::: Text under study :::

Being raised in foster care and my daughters ending up there used to seem like an unbreakable cycle. I had feelings of being stuck in the past. The abuse I encountered at home and in foster care left scars so deep. I suffer from them as I write this story.
Going into adulthood I prayed and promised myself that I wouldn’t continue the cycle. But the problems I wanted to run from consumed me. My first daughter went into foster care at 3 months and is now adopted.
With my second daughter, Julisa, I didn’t want to let her down too. I made it through an incredibly tough mother-child treatment program and I also separated from Julisa’s father, who was abusive. We had five good years together.
But when Julisa turned 5, our life together changed. I became unstable with worry. I know now from going to therapy that her turning 5 was a huge trigger for me that I was not aware of. My own life had fallen apart when I was 5—that’s when I was raped for the first time, and when I entered foster care.
Dropping Julisa off at school opened up doors of fear in my heart, thoughts of Julisa getting molested or hurt, and fears that I had no control anymore. As time passed I became overprotective to the max. I overdressed her because I didn’t want her body to show. I started calling her school or popping up there. I reacted with panic and passion because I thought if someone harmed her, I could never forgive myself.
A Destructive Path
In June 2014, Julisa was removed from my care. After Julisa was taken, I felt like I could not go on. I was terrified of what might happen to Julisa in foster care. At the same time, I didn’t want to visit her. I was too ashamed.

::: Raw data :::

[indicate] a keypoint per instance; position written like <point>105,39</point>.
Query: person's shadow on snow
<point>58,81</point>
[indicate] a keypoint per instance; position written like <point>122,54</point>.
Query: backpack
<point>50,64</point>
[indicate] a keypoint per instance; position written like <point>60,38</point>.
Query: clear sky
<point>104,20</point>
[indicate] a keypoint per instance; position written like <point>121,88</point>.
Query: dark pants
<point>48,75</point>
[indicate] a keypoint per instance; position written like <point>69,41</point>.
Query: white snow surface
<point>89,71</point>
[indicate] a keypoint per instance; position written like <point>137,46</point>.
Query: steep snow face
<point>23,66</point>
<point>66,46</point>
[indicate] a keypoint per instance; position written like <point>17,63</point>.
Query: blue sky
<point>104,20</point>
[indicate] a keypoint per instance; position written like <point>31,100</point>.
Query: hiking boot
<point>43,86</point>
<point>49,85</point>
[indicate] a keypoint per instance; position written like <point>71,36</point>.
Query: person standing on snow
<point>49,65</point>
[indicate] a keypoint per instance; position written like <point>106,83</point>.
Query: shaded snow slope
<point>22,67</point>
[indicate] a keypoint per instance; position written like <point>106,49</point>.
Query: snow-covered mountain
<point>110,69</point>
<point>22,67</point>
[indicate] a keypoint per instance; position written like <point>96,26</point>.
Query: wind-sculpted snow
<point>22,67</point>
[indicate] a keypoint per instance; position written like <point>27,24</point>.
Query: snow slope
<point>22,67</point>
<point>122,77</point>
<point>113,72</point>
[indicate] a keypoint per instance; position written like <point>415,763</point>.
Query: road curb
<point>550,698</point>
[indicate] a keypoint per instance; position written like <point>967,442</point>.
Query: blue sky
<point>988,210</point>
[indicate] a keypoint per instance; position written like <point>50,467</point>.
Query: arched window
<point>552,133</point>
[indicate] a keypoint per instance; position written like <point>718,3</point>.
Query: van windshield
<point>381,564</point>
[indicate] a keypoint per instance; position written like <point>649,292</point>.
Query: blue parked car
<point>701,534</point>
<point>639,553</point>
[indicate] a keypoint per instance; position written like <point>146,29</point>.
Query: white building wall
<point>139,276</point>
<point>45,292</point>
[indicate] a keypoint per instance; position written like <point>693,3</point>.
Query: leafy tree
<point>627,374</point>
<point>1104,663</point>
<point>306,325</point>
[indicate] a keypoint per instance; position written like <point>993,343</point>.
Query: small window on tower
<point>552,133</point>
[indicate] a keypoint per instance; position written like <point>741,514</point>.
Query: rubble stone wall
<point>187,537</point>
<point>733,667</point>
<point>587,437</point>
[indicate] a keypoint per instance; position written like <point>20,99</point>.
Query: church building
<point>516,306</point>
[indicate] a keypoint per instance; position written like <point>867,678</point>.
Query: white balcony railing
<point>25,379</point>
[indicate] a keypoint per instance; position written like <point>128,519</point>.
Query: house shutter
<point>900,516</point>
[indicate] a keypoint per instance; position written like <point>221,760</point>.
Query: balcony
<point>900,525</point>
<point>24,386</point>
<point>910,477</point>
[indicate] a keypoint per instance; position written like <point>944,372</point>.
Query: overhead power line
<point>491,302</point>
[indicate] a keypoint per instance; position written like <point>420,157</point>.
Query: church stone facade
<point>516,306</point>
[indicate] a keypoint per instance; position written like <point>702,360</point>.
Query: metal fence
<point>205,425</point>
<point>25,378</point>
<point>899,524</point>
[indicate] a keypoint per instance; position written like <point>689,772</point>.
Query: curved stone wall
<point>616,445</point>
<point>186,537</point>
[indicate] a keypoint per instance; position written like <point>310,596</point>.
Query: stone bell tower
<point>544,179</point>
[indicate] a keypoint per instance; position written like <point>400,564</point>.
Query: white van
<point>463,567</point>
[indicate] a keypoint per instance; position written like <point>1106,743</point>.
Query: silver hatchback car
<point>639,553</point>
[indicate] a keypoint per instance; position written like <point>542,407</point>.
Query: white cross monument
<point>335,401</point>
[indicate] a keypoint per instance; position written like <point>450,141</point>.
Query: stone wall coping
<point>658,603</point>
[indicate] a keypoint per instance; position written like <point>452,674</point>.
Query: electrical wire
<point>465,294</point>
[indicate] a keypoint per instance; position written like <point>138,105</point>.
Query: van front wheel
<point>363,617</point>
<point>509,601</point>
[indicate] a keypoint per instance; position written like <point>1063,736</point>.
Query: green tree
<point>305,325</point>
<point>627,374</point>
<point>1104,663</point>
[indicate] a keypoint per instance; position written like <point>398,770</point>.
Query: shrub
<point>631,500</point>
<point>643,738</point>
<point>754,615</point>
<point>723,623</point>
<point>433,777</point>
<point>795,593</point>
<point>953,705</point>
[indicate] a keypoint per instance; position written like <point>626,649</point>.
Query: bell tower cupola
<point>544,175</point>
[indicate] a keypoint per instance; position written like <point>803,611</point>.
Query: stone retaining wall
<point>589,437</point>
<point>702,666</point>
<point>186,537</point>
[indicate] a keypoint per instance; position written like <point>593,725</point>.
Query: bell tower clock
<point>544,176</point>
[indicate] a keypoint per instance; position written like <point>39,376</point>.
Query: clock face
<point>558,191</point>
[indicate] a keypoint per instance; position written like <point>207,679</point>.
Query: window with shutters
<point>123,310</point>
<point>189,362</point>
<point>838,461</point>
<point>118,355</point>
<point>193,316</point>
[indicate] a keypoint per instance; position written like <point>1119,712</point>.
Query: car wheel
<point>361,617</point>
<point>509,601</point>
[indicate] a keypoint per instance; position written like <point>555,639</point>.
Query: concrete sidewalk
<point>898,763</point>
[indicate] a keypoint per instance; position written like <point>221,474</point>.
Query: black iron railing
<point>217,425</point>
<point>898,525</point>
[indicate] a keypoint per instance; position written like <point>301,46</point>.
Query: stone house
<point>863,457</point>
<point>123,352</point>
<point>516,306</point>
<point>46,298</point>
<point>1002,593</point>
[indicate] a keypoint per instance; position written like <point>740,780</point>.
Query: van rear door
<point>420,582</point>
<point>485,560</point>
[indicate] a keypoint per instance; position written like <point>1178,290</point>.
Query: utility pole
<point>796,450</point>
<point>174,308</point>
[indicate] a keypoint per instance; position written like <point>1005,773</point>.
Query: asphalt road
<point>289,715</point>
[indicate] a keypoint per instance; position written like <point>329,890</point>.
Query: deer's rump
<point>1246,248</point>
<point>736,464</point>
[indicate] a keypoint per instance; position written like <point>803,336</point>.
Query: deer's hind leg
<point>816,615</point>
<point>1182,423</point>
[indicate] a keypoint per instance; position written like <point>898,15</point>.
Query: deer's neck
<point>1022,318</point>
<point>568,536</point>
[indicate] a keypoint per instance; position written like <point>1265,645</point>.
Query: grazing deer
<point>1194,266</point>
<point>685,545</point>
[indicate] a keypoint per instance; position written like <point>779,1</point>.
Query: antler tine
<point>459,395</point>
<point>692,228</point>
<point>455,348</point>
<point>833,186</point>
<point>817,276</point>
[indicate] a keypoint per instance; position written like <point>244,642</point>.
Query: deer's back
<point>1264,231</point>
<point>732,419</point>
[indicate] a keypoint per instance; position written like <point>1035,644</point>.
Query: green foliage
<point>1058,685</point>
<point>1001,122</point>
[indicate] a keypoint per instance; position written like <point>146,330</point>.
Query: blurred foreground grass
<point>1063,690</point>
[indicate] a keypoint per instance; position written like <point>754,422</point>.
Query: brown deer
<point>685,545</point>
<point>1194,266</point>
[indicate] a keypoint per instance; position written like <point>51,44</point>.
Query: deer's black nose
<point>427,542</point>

:::

**Parts of the exercise**.
A – In the story about foster care, how old was the writer's first daughter when she went into foster care?
B – Retype the story about foster care, starting at "But when Julisa" and ending at "entered foster care.".
The lines are separate material, unrelated to the story about foster care.

**Solutions in order**.
A – She was 3 months old.

B –
But when Julisa turned 5, our life together changed. I became unstable with worry. I know now from going to therapy that her turning 5 was a huge trigger for me that I was not aware of. My own life had fallen apart when I was 5—that’s when I was raped for the first time, and when I entered foster care.